Yapılacak görevler:
a – Muhalefetsizlik metnine göre aşağıdaki soruları yanıtlayın:
(i) Demokrasilerin en temel kurumu hangisidir?
(ii) Siyasi tahlilin zorluğuna son somut ve sıcak örnek olarak kim gösterilir?
(iii) Anlatılan sıkıntılı durumdan etkilenmeyen tek kişi kimdir?
b – Muhalefetsizlik metninde "Muhalefetsizlik" ifadesinden başlayıp "bir baskı altında." ifadesine kadar (bu ifade dahil) olan bölümü aynen yazın.

Alıntılanan metin:
======

Muhalefetsizlik

Demokrasilerin en temel kurumu muhalefettir. Demokratik muhalefetsiz demokrasi, inşa da muhafaza da edilemez. Muhalefeti sadece siyasi partiler oluşturmaz, sendikalar, medya, akademisyenler, aydınlar, sivil toplum ve meslek örgütleri oluşturur. Muhalefetin bu alanı çok yoğun bir baskı altında.

Siyasi tahlil, mevcut siyasi tablo ve ortaya çıkan veriler üzerinden yapılır. Mevcut durumu değerlendirecek kadar birikiminizin, değerlendirme yapabilecek kadar da o siyasi düzenle ya da yapıyla ilgili bilginizin ve deneyiminizin olması gerekir. Yapılan siyasi tahliller de kişisel görüşlerle oluşur. Yani mutlak doğru değildir her zaman. Hele Türkiye gibi bir ülkede siyasi tahlil yapmak, toptan siyasete baktığınız zaman gerçekten hem zor hem de yapan için çok risklidir. Son somut ve sıcak örnek Sinan Ogan’dır. 14 gün önce ağır eleştirdiği rakibine, kendi seçmenini de ikna edecek hiçbir açıklama bile yapma gereği duymadan destek verdi. Bu örnekleri çoğaltabilirsiniz.

Aynı durum AKP ve Recep Tayyip Erdoğan için de geçerlidir. “Erdoğan AB süreci ile ilgili ne düşünüyor?” sorusuna ABD’ye gitmeden önce havaalanında yaptığı açıklama üzerinden yorum yaparsanız, uçak ABD’ye vardıktan sonra yaptığı açıklama ile bu yorumunuz boşa çıkar. “Faiz hiç çıkmayacak hep düşecek” açıklaması üzerinden, “Erdoğan çok net ve defalarca söyledi faiz artmaz” değerlendirmesi yaptıktan kısa süre sonra faizler 3/4 kat artıyorsa bir daha kimse sizi ve yorumlarınızı dikkate almaz. Bu, gazeteci, yazar hatta muhalefet yapan siyasetçi açısından hayli sıkıntılı bir durumdur. Bu sıkıntılı durumdan etkilenmeyen tek kişi Erdoğan’dır. Bir biçimde bu siyaset yapma ya da devlet yönetme biçimini hem kendi seçmenine, tabanına hem de tüm dünyaya kabullendirdi.

======

Veri girdileri
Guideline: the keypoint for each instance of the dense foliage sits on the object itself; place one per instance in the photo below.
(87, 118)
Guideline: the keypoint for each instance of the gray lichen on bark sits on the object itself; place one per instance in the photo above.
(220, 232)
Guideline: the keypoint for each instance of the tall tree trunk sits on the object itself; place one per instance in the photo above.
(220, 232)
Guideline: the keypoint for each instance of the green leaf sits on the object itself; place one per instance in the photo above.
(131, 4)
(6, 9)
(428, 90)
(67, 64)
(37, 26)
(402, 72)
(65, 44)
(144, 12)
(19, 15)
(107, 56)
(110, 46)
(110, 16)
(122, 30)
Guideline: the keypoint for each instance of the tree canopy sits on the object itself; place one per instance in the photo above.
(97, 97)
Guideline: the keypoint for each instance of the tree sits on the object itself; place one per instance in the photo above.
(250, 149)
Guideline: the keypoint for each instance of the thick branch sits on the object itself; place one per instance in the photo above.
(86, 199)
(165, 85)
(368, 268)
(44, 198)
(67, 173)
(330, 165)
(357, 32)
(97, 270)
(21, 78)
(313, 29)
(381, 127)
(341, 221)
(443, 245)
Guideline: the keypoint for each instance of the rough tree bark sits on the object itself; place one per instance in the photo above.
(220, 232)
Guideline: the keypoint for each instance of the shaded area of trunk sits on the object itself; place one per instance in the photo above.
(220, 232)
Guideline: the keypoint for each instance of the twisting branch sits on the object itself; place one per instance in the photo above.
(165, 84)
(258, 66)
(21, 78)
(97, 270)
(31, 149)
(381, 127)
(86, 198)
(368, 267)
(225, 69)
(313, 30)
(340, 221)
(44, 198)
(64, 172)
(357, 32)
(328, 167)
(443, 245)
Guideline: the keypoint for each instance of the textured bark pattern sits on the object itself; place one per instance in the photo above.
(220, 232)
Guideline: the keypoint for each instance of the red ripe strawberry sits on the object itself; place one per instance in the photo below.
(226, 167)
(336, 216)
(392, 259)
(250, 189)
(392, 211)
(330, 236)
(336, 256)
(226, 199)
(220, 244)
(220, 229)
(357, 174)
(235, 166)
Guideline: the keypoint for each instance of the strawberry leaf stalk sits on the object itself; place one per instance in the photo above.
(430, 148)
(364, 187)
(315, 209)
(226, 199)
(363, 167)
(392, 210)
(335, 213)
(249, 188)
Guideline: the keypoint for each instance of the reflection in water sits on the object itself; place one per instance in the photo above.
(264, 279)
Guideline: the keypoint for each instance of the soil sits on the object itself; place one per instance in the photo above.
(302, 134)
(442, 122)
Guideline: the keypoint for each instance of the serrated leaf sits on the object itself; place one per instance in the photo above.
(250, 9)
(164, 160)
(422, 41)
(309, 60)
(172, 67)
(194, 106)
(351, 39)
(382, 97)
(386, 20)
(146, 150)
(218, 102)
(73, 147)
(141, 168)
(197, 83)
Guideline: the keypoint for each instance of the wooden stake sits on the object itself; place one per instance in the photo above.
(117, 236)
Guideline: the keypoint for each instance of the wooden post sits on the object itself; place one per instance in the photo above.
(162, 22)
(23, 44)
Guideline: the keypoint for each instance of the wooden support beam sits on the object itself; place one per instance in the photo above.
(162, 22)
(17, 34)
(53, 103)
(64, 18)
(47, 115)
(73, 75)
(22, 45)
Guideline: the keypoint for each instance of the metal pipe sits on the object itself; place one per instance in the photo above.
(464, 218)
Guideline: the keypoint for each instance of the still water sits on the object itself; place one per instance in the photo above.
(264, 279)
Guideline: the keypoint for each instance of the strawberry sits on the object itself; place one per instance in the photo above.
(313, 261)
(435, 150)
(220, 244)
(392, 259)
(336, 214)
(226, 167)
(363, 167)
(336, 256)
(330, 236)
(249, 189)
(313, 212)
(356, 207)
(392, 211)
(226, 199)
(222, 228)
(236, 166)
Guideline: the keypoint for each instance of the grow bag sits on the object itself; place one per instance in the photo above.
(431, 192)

======

Çözülmüş sorular:
a –
(i) Muhalefet.
(ii) Sinan Ogan.
(iii) Erdoğan.

b –
Muhalefetsizlik

Demokrasilerin en temel kurumu muhalefettir. Demokratik muhalefetsiz demokrasi, inşa da muhafaza da edilemez. Muhalefeti sadece siyasi partiler oluşturmaz, sendikalar, medya, akademisyenler, aydınlar, sivil toplum ve meslek örgütleri oluşturur. Muhalefetin bu alanı çok yoğun bir baskı altında.